September 29 is the day of Saint Michael in the calendar of the Melanesian branch of the Anglican Church. That is reason enough for the whole island population of Tikopia to congregate in and around the church under his patronage. It is a long dilapidated concrete building with a corrugated tin roof. We had come ashore with the morning service already underway, the chanting of the choir had lured us in. Once again a group of children had greeted us as we landed our canoe and had lead us by our hands across the big open clearing towards the church, which is not big enough to accommodate everybody, so groups of people in colorful dresses had been sitting in the shade of the trees all around while the muffled sound of the celebrated mass continued to nurture their lack of attention.
Now we are sitting cross-legged on the matted floor of a house next to the church. Ariki Tafua has invited us for the feast and we are in the house of his wife’s family. The chief and the invited guests seem to be always eating first. From a couple baskets bundles of food are unwrapped. The big green leaves are spread out on the floor in front of us and now serve as plates. Mashed manioc and banana pudding serve as staple, and heaps of it land on our plates plus sizeable junks of baked fish. A short blessing is pronounced, the Tikopia have embraced the Christian doctrine only very recently, in fact since about the middle of last century. Then the fingers dig in and for a short while the conversation stops. Tikopia are of Polynesian stock, proud and tall built and Ariki Tafua is a splendid example. His sizeable frame is hunched over the edibles in front of him and we do our best to keep up with his appetite. As soon as he’s had enough his food is moved on to the next group of people and eyes staring at us from the opposite side of the ample room give us a hint that our feeding time better be over too. Before we know it our ‘plate’ is also moved along and ends up before other hungry fingers.

Recorded data =
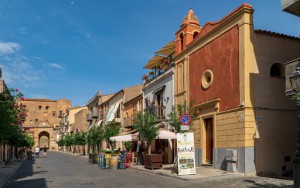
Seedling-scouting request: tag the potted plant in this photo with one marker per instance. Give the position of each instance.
(145, 77)
(145, 124)
(112, 129)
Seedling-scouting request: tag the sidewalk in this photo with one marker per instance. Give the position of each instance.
(202, 173)
(6, 171)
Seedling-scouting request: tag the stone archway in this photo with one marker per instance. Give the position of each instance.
(44, 139)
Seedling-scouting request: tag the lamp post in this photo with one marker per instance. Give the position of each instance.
(295, 83)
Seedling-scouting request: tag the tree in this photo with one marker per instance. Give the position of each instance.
(61, 142)
(80, 139)
(29, 140)
(111, 129)
(95, 137)
(145, 125)
(128, 145)
(175, 115)
(69, 140)
(11, 116)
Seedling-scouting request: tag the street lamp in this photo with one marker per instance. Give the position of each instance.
(295, 83)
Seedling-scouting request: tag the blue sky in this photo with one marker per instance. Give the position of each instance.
(73, 48)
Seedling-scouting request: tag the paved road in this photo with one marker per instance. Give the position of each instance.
(64, 170)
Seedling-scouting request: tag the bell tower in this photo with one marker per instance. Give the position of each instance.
(188, 31)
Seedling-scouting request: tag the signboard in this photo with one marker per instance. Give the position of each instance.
(184, 128)
(185, 119)
(186, 154)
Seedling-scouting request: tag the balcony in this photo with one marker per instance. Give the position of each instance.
(89, 117)
(158, 111)
(128, 122)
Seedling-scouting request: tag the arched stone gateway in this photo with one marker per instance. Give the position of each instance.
(44, 139)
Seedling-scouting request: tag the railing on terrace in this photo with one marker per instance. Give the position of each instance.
(157, 73)
(128, 121)
(158, 111)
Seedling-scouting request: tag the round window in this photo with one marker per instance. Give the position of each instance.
(207, 79)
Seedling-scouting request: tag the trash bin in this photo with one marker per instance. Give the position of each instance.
(102, 162)
(121, 161)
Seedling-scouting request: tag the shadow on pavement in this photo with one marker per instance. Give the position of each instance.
(21, 177)
(255, 184)
(40, 182)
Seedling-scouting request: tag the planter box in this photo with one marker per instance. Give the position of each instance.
(153, 161)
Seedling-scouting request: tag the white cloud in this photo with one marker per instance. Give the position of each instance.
(9, 47)
(18, 70)
(55, 66)
(23, 30)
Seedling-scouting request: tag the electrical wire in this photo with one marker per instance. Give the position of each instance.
(4, 13)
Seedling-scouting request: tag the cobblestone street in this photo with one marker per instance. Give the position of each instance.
(65, 170)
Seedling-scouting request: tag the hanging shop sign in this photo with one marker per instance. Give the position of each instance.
(185, 120)
(186, 154)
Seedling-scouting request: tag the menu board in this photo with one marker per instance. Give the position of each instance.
(186, 153)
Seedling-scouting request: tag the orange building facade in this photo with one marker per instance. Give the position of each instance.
(233, 72)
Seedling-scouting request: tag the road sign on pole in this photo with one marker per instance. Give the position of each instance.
(185, 120)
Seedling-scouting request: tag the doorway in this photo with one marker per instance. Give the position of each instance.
(209, 143)
(44, 141)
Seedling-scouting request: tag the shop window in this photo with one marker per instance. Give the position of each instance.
(277, 70)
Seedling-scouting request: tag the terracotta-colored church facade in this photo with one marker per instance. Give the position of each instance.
(224, 67)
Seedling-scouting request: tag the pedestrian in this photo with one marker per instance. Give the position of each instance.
(37, 151)
(44, 152)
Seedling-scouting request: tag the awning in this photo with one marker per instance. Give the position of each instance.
(159, 89)
(163, 134)
(167, 49)
(111, 112)
(123, 138)
(155, 61)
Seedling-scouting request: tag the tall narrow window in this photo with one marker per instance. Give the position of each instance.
(181, 41)
(180, 78)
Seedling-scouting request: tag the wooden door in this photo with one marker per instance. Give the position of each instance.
(209, 140)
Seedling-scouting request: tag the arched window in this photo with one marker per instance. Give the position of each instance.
(195, 34)
(181, 41)
(277, 70)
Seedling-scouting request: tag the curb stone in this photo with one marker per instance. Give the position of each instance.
(7, 177)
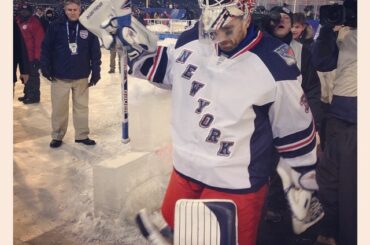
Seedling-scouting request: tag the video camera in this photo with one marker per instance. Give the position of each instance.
(333, 15)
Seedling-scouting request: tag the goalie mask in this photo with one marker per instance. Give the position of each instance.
(218, 13)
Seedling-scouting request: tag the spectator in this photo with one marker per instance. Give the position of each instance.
(48, 18)
(20, 57)
(302, 32)
(69, 54)
(33, 35)
(39, 13)
(337, 171)
(310, 82)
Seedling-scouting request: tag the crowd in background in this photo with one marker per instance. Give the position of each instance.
(300, 34)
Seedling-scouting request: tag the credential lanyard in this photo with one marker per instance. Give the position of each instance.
(77, 26)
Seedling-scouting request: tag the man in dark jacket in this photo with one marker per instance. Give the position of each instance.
(33, 34)
(279, 25)
(20, 57)
(69, 54)
(337, 170)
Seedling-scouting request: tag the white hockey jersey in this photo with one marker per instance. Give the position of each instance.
(231, 114)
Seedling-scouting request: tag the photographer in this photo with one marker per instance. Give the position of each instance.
(337, 170)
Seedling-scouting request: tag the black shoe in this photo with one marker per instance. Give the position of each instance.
(55, 143)
(86, 141)
(30, 101)
(22, 98)
(273, 216)
(149, 230)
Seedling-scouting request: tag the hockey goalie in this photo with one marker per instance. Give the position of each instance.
(235, 101)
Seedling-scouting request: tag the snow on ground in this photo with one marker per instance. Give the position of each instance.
(53, 188)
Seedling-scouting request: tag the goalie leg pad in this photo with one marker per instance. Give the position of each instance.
(207, 221)
(149, 230)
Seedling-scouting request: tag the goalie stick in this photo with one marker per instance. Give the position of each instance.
(101, 17)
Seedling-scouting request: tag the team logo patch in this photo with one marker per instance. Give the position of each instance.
(84, 34)
(304, 103)
(286, 53)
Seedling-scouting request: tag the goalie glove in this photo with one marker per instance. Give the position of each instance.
(138, 40)
(299, 187)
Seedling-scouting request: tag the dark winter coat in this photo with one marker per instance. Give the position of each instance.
(56, 58)
(20, 56)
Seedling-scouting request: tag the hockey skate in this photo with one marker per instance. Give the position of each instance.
(149, 230)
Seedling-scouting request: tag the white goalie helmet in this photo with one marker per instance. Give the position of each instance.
(217, 13)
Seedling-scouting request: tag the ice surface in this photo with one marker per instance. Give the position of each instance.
(53, 188)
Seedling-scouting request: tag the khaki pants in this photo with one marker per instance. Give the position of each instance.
(60, 90)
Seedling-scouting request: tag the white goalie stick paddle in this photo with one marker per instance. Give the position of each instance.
(104, 18)
(124, 74)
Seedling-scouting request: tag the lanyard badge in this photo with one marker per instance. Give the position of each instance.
(73, 47)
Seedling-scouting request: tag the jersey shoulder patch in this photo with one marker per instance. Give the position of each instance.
(286, 53)
(188, 36)
(278, 57)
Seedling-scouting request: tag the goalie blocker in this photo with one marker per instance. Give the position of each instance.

Short exercise 1 =
Answer these questions from the text about Saint Michael's day on Tikopia, one per line:
(a) What is the roof of the church made of?
(b) Who has invited the visitors to the feast?
(c) What serves as plates at the meal?
Short exercise 2 = Write what comes next in the text about Saint Michael's day on Tikopia, starting after its final sentence.

Exercise response 1 =
(a) Corrugated tin
(b) Ariki Tafua
(c) Big green leaves

Exercise response 2 =
After washing our hands and a short chitchat we go back outside and return to the clearing around the church. There the people who have come from afar, if such a thing can exist on such a tiny island, are finishing up their picnics. We are invited to sit next to the chief and his family on a mat covering the sandy grounds. A wailing sound comes from the other side of the clearing where a group of men has risen and a slow chanting makes a rather timid entrance. Little by little the voices clear and become infused with passion. The chief explains that the folks from the other side of the islands are ‘rehearsing’ their first set of ‘kustom’ presentation. The two chiefs from the township of Ravenga, Ariki Kafika and Ariki Fangarere are both dressed in traditional attire, broad bands of tapa cloth wrapped around their waists, bare chested with bright white leis around the necks, the heads topped with crowns made from the yellow stems of palm fronds. Soon the group starts advancing towards us swaying slowly from side to side while stomping heavily on the ground. A crooked half of an old canoe has been placed in the center of the clearing and a guy with two wooden sticks pounds a slow rhythm down on it, keeping the performers’ pace in unison. The group has now been reinforced in the back rows by women and young folks and as they advance towards us their chanting grows in crescendo until they approach the lonesome drummer in the center. There all of a sudden their pulsating fervor comes to an end, but the group reforms once again in the background from they had started.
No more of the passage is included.